• [TEXT EXCERPT]:
--

Q: I have a fund that starts off the year in full accumulation phase and then moves into full retirement phase on 1 January 2023. After that, a member receives a contribution on 1 February 2023. Both members have a Total Super Balance of less than $1.6 million so deemed segregation is possible. Will the full accumulation period of 1 July 2022 – 31 December 2022 be 100% taxable?
Rosemarie
Q: I have a fund that starts off the year in full accumulation phase and then moves into full retirement phase on 1 January 2023. After that, a member receives a contribution on 1 February 2023. Both members have a Total Super Balance of less than $1.6 million so deemed segregation is possible. Will the full accumulation period of 1 July 2022 – 31 December 2022 be 100% taxable?
A: Hi Rosemarie, great question! Periods solely supporting accumulation phase are considered unsegregated and the actuary’s percentage will apply to assessable income received in all unsegregated periods including the periods solely supporting accumulation phase. Therefore, in your example the period 1 July 2022 – 31 December 2022 will not be 100% taxable and instead, the actuary’s percentage will apply to income received during that period.

--

• [DATASET ENTRIES]:

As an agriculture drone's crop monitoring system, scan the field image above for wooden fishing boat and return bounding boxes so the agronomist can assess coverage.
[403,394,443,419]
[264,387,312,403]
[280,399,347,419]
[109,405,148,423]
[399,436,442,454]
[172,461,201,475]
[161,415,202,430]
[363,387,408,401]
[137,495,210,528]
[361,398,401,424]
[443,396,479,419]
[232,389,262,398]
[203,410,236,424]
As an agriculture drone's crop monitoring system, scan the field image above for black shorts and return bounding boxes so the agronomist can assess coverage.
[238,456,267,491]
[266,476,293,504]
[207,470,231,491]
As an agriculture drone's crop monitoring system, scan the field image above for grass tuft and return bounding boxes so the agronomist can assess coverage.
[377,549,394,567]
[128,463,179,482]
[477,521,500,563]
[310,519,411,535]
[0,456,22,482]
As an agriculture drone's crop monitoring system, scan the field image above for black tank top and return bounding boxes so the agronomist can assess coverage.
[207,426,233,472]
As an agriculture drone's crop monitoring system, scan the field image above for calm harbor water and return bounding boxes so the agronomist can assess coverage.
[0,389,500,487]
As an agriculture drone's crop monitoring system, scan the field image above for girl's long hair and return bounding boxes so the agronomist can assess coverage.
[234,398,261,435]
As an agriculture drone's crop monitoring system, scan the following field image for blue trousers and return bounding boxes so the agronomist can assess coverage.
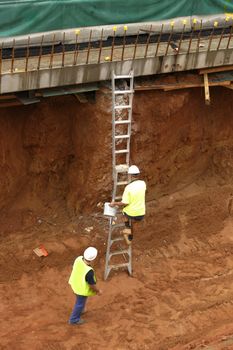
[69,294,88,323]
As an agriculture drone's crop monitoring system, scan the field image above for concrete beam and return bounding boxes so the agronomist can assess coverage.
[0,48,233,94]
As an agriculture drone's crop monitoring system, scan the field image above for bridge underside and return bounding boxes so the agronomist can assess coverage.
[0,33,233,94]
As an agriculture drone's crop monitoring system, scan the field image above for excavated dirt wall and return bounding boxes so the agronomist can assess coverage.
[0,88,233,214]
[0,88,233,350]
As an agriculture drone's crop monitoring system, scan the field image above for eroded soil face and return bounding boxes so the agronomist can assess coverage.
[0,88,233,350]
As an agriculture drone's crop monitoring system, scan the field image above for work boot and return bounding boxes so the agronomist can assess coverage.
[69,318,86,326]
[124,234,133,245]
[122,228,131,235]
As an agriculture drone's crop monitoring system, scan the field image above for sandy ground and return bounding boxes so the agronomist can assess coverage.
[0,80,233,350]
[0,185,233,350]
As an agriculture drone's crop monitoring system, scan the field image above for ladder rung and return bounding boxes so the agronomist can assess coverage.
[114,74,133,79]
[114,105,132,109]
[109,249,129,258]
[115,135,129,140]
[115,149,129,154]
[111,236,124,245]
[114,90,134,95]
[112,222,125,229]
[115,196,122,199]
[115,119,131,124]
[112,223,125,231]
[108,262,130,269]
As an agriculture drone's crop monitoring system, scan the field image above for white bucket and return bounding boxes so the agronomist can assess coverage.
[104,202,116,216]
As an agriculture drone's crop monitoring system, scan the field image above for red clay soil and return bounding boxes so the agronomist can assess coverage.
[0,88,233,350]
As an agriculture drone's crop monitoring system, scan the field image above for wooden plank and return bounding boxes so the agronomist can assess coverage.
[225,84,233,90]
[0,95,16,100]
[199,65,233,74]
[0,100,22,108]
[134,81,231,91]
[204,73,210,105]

--

Update the superannuation Q&A from "A: Hi Rosemarie, great" to "during that period.", replacing "unsegregated" with "non-segregated". The rows stand apart from the superannuation Q&A and are separate material.

A: Hi Rosemarie, great question! Periods solely supporting accumulation phase are considered non-segregated and the actuary’s percentage will apply to assessable income received in all non-segregated periods including the periods solely supporting accumulation phase. Therefore, in your example the period 1 July 2022 – 31 December 2022 will not be 100% taxable and instead, the actuary’s percentage will apply to income received during that period.